> [Goal]
Return each line of the data below that contains the string "tire", copying every such line in full and unchanged.
— START Extracted entries —
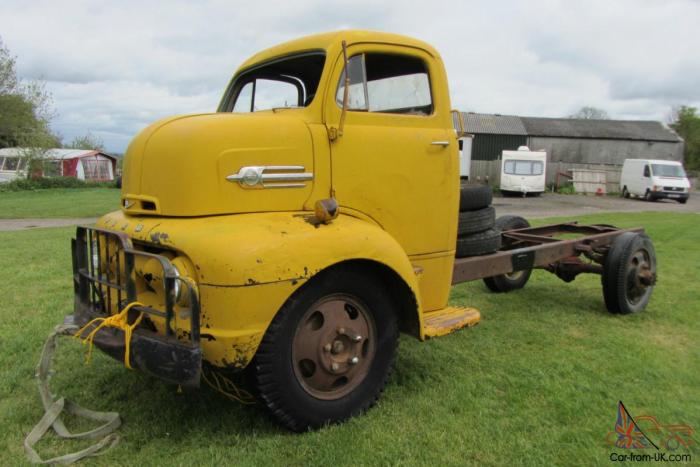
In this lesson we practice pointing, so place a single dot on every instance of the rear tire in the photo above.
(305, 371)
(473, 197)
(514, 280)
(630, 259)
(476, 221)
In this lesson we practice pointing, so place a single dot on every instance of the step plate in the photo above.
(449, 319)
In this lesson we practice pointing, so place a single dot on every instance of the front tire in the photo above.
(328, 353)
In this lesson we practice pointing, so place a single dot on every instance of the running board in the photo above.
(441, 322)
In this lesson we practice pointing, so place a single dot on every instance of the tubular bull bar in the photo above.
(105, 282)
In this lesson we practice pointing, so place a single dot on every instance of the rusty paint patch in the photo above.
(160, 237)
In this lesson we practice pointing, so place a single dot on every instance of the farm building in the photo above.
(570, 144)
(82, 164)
— END Extracted entries —
— START Extracted entries —
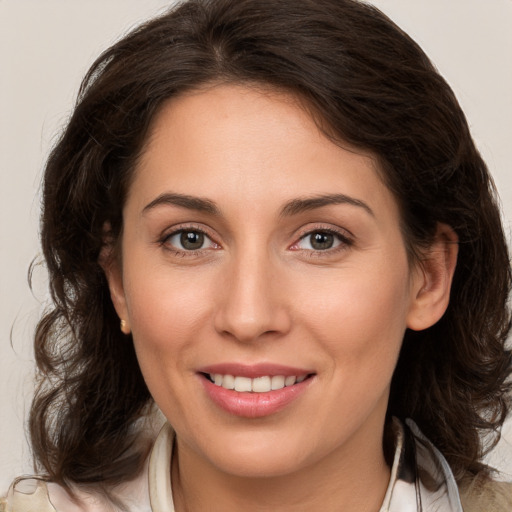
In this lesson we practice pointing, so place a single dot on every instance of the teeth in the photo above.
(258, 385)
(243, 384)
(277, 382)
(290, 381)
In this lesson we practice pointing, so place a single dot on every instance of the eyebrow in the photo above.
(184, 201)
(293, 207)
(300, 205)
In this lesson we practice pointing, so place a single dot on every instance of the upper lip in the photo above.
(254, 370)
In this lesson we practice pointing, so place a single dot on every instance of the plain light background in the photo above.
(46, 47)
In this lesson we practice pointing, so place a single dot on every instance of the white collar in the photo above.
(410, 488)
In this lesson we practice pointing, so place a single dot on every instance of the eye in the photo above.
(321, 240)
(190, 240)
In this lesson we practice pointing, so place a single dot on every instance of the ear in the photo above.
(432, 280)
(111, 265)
— END Extracted entries —
> [Response to the task]
In this lesson we practice pointing, so place a single dot on every instance of the rear tire in the photo above.
In this lesson we practice pointing, so place a single dot on every instance of the front tire in the photo above.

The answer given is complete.